TEXTO APRESENTADO:
No dia do centenário do nascimento de Eduardo Lourenço (1923-2020), publico algumas memórias e notas minhas acerca dos encontros e ocasiões em que me cruzei com o pensador e ensaísta português. Uma humilde recordação de um homem que deixou em mim uma impressão boa e invulgar.
BismiLlāh al-Raḥmāni al-Raḥīm
«Ho visto un uomo fermare un applauso», vi um homem a parar um aplauso. Esta frase frisei no meu diário, durante a primavera de 2007, quando me encontrava em Lisboa para escrever a minha dissertação de mestrado, após ter visto Eduardo Lourenço pela primeira vez, a dar uma palestra sobre Pessoa na Casa Fernando Pessoa. Lembro nitidamente o gesto, a voz dele, os olhos pequenos e brilhantes, a concentração, a seriedade alegre, envolvida e ao mesmo tempo desapegada – algo do desapego dos velhos quando são sábios – com que proferia a sua comunicação.
O público era muito numeroso, o auditório estava cheio, todos a ouvir com atenção e respeito. Quem me tinha levado ao evento era o Antonio Cardiello. José Saramago estava sentado a poucos metros de nós, na audiência. Contudo, naquele dia, a atenção era toda para o pensador e ensaísta da Beira Alta.

AÇÕES NECESSÁRIAS:
1. Reproduza o texto sobre Eduardo Lourenço desde "BismiLlāh al-Raḥmāni al-Raḥīm" até "da Beira Alta.", inclusive.
2. Reescreva todas as entradas trocando "layout as this sample" por "format as this sample", sem alterar mais nada. Deixe as imagens de fora da resposta.
O texto e as entradas não têm qualquer relação entre si.

Registos contidos num conjunto de dados:

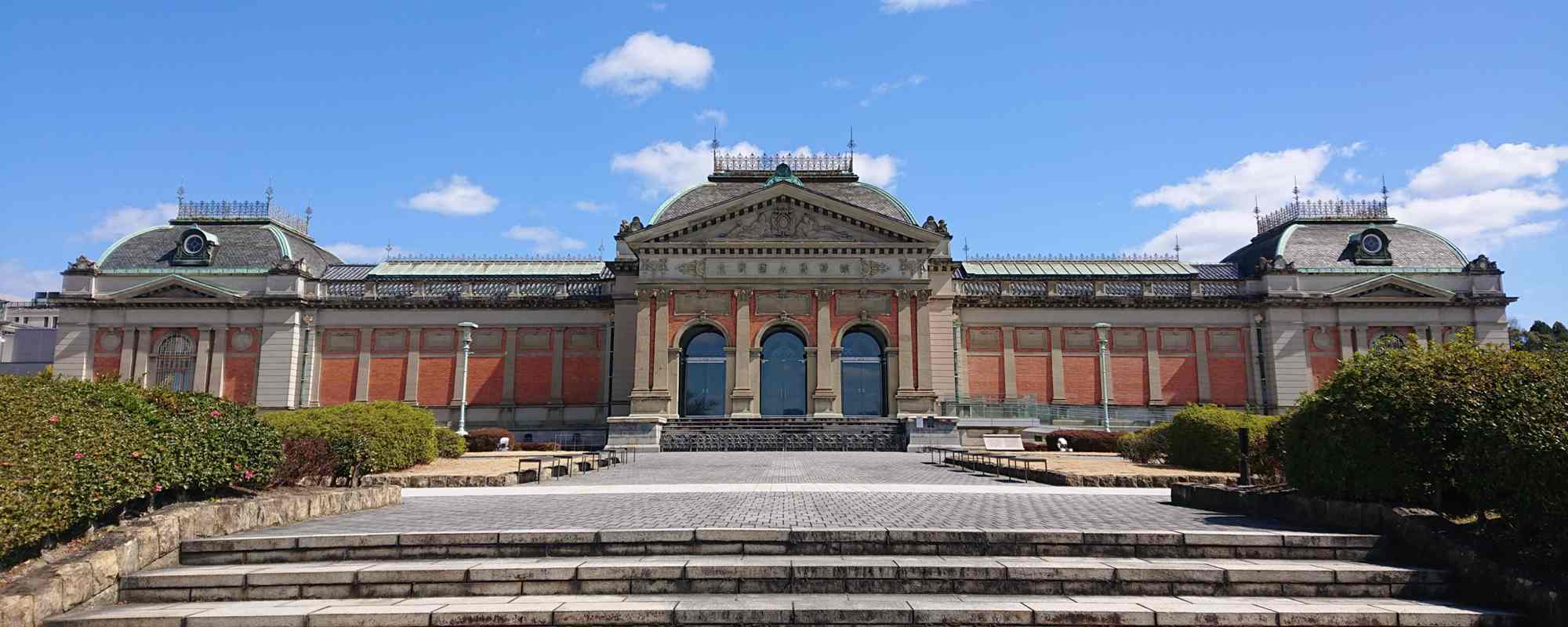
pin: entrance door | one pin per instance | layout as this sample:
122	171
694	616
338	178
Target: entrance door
703	374
783	375
863	369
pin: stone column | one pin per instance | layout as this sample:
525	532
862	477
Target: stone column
220	349
642	375
203	360
923	327
363	377
1009	364
827	391
1058	372
906	342
143	349
1152	338
509	369
1200	346
412	371
742	396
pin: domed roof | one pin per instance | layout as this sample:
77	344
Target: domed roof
242	247
857	194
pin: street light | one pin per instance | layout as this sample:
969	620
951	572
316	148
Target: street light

RESPOSTAS ESCRITAS:
1.
BismiLlāh al-Raḥmāni al-Raḥīm
«Ho visto un uomo fermare un applauso», vi um homem a parar um aplauso. Esta frase frisei no meu diário, durante a primavera de 2007, quando me encontrava em Lisboa para escrever a minha dissertação de mestrado, após ter visto Eduardo Lourenço pela primeira vez, a dar uma palestra sobre Pessoa na Casa Fernando Pessoa. Lembro nitidamente o gesto, a voz dele, os olhos pequenos e brilhantes, a concentração, a seriedade alegre, envolvida e ao mesmo tempo desapegada – algo do desapego dos velhos quando são sábios – com que proferia a sua comunicação.
O público era muito numeroso, o auditório estava cheio, todos a ouvir com atenção e respeito. Quem me tinha levado ao evento era o Antonio Cardiello. José Saramago estava sentado a poucos metros de nós, na audiência. Contudo, naquele dia, a atenção era toda para o pensador e ensaísta da Beira Alta.

2.
pin: entrance door | one pin per instance | format as this sample:
122	171
694	616
338	178
Target: entrance door
703	374
783	375
863	369
pin: stone column | one pin per instance | format as this sample:
525	532
862	477
Target: stone column
220	349
642	375
203	360
923	327
363	377
1009	364
827	391
1058	372
906	342
143	349
1152	338
509	369
1200	346
412	371
742	396
pin: domed roof | one pin per instance | format as this sample:
77	344
Target: domed roof
242	247
857	194
pin: street light | one pin per instance | format as this sample:
969	620
951	572
316	148
Target: street light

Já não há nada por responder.